Stored records
◆ ◆ ◆ ◆ ◆ ◆ ◆
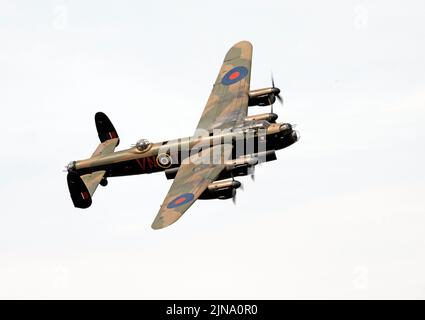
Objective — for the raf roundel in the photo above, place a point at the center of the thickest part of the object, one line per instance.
(234, 75)
(180, 200)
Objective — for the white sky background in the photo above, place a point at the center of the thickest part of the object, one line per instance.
(341, 214)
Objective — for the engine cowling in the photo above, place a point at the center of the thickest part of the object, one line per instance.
(223, 189)
(263, 97)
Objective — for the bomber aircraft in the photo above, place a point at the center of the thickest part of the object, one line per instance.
(227, 143)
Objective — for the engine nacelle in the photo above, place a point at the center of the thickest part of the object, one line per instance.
(270, 117)
(223, 189)
(263, 97)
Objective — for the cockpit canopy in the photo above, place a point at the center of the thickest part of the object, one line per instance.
(143, 144)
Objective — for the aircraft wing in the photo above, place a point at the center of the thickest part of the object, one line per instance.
(228, 101)
(190, 182)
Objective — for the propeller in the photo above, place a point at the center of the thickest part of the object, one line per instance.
(251, 171)
(276, 91)
(234, 190)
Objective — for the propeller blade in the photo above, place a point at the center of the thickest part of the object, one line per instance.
(234, 196)
(279, 98)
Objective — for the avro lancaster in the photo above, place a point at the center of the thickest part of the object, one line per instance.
(227, 143)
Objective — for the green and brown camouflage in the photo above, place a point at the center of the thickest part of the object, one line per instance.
(226, 143)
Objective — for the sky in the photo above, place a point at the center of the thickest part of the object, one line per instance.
(339, 215)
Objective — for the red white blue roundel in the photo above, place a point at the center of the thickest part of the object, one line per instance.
(180, 200)
(234, 75)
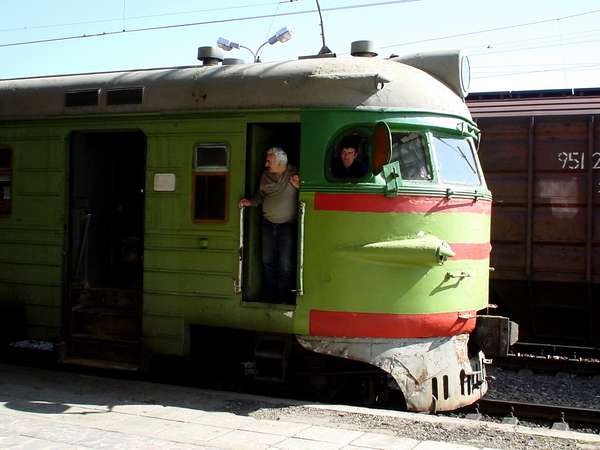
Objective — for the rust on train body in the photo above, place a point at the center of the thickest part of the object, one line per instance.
(541, 154)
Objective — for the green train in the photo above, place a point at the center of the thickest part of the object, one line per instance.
(121, 236)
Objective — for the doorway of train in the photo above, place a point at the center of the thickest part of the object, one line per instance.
(260, 138)
(104, 276)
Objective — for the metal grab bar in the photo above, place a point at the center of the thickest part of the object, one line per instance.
(238, 284)
(83, 245)
(301, 215)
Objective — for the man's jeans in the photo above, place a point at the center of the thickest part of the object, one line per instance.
(279, 259)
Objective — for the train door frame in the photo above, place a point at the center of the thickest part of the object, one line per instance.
(261, 136)
(102, 307)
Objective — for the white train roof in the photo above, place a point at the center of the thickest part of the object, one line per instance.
(355, 83)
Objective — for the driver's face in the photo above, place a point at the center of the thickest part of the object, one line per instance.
(274, 166)
(348, 156)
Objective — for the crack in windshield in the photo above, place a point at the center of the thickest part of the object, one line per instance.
(443, 140)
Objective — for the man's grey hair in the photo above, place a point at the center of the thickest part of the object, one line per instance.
(280, 155)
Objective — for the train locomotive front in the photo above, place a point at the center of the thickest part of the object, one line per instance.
◆ ◆ ◆ ◆ ◆ ◆ ◆
(About this task) Transcribe the records above exactly, leaving every picture out of the copy.

(Your solution)
Objective — for the raf roundel in the photo above, place a point at the center of the thickest part of the object, one line per instance.
(234, 75)
(180, 200)
Objective — for the white sky background in the photo above, place a point at the center of the thickest part of the object, one line per instance.
(341, 214)
Objective — for the engine cowling in the photo above, place a point at the center of the thickest part of the object, one line per instance.
(223, 189)
(263, 97)
Objective — for the bomber aircraft in the photo above, place a point at the center of the thickest part of the object, one line per instance.
(227, 143)
Objective — for the engine nacelle in the photo above, place a point at the center of the thickest part of the object, one line per instance.
(270, 117)
(223, 189)
(263, 97)
Objective — for the cockpit canopy in the photo above, place a point at the center of the thickest part of the object, one line per instance.
(143, 144)
Objective — for the aircraft wing in the photo above, place a point at the center of the thickest part of the object, one line per instance.
(228, 101)
(190, 182)
Objective — for the propeller in the photo above, place a point at the center of the thickest part of the object, one line per instance.
(251, 171)
(276, 91)
(234, 190)
Objective — for the propeller blade in the photo above, place a point at the center of the thickest part of the object, one line per instance.
(234, 196)
(279, 98)
Objective — for the avro lancaster in the photo above, place a point at the center of the thickest part of the object, one line per instance.
(227, 143)
Objective — for the green and brown camouflage in the photo above, place a point at the center of the thickest part of the object, one line per instance.
(226, 143)
Objective — for the sky in the photo above, place a point at the center of the thickest part of the object, one line per instance.
(339, 215)
Objective — for the red white blue roundel in the photo above, place a point at the center of the thickest part of the object, one line per instance.
(180, 200)
(234, 75)
Objective — for the rust on train body in the photo above, place a point at the center of the thickest part of the object, one line per instance.
(541, 154)
Objective — for the green train in the photo above, place a point at the center of the thickest part of the object, one line per instance.
(121, 236)
Objective — for the doorway of train in the photo above, place a point at the center of the thickest part of the object, one line per instance.
(260, 138)
(104, 276)
Objective — for the metal grab bar in the photo above, place a point at the center of the thickest part of the object, one line per instance.
(238, 284)
(83, 245)
(301, 215)
Objective — for the man's jeans in the photo above, place a point at the center of the thickest part of the object, one line per instance.
(279, 259)
Objective — for the train door frame in the photo above, place a point at the center of the thickest part of the object, one line per instance.
(261, 136)
(102, 307)
Objective — for the white train roof in the photo above, place a point at the center of the thickest part of the object, one line per instance.
(355, 83)
Objective — for the driver's face in the photo above, place a point at the center of the thickest part of the object, one line per instance.
(274, 166)
(348, 156)
Objective — for the crack in windshield in the photo above, place a point at the center of the thickest part of the object, one line per instance.
(443, 140)
Objective — for the man's grey hair in the photo above, place a point at the center of the thickest part of the object, one line per instance.
(280, 155)
Objective — for the train locomotive front in the photo above, place a point at the center of the thickest part of the object, one line per instance.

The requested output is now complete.